* [Extracted entries]
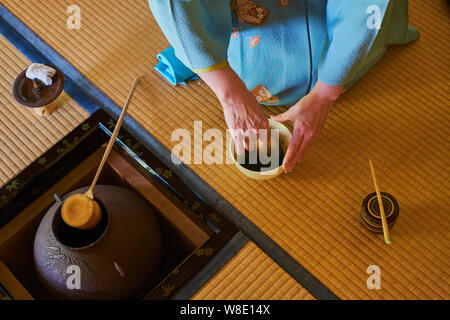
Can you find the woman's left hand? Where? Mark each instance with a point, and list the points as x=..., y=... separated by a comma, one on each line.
x=308, y=117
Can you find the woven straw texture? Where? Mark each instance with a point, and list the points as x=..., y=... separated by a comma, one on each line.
x=252, y=275
x=25, y=136
x=397, y=115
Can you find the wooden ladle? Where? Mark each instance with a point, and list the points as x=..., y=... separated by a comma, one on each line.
x=81, y=211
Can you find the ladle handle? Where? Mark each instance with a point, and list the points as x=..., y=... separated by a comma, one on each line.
x=90, y=192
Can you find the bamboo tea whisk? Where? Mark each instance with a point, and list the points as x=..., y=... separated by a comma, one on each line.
x=81, y=211
x=387, y=237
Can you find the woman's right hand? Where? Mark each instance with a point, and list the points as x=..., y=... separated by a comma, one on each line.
x=243, y=113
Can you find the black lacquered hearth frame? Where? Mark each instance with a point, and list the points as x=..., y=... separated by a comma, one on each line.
x=84, y=140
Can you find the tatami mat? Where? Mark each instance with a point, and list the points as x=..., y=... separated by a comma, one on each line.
x=252, y=275
x=397, y=115
x=25, y=136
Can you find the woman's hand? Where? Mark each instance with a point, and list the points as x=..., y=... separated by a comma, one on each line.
x=243, y=113
x=308, y=117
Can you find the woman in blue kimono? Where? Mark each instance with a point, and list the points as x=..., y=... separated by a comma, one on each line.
x=298, y=53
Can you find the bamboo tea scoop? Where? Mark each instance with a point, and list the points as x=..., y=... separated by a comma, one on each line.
x=387, y=237
x=81, y=211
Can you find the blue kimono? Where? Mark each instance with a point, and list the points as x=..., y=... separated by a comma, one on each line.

* [Exercise aim]
Pictures in the entries are to be skipped, and everything else repeated word for word.

* [Solution to this exercise]
Can you find the woman's left hand? Where? Mark each instance with a point, and list the points as x=..., y=... separated by a comma, one on each line.
x=308, y=117
Can you find the woven straw texture? Where? Mark each instance with a point, and list the points as x=..., y=... separated by a comma, one on each line.
x=252, y=275
x=25, y=136
x=397, y=115
Can you find the wooden ladle? Where? Mark each instance with a point, and list the points as x=..., y=... separated by a comma, one on each line.
x=81, y=211
Can you find the ladle handle? Where? Mark each instance with a point, and list the points as x=..., y=... separated by a comma, one on each line.
x=90, y=192
Can you find the bamboo tea whisk? Where? Mark each instance with a point, and list the points as x=..., y=... separated by a comma, one on each line.
x=81, y=211
x=387, y=237
Can you find the woman's right hand? Where? Mark each instance with a point, and list the points as x=..., y=... separated by a comma, one on each line.
x=243, y=113
Can you find the black lacquered hearth frame? Where? Mark each instance with a point, and list the points as x=..., y=... separated by a comma, one on each line.
x=84, y=140
Can you find the tatami mat? Where? Mark each instance with a point, and list the points as x=..., y=... separated by a comma, one on each line.
x=252, y=275
x=397, y=115
x=25, y=136
Can you find the woman's hand? Where? Mark each instance with a point, and list the points as x=..., y=... separated by a comma, one on each line.
x=243, y=113
x=308, y=117
Can you find the woman in blue kimono? Where? Mark each instance with a point, and list the points as x=..., y=... separated by a comma, one on each line.
x=298, y=53
Can you find the bamboo tea scoop? Where? Mark each instance with a point, and list the points as x=..., y=... separated by a comma, one on each line.
x=387, y=237
x=81, y=211
Can you find the blue kimono? Where? Mark each instance with a point, and list the points as x=..., y=... separated by a comma, one on each line.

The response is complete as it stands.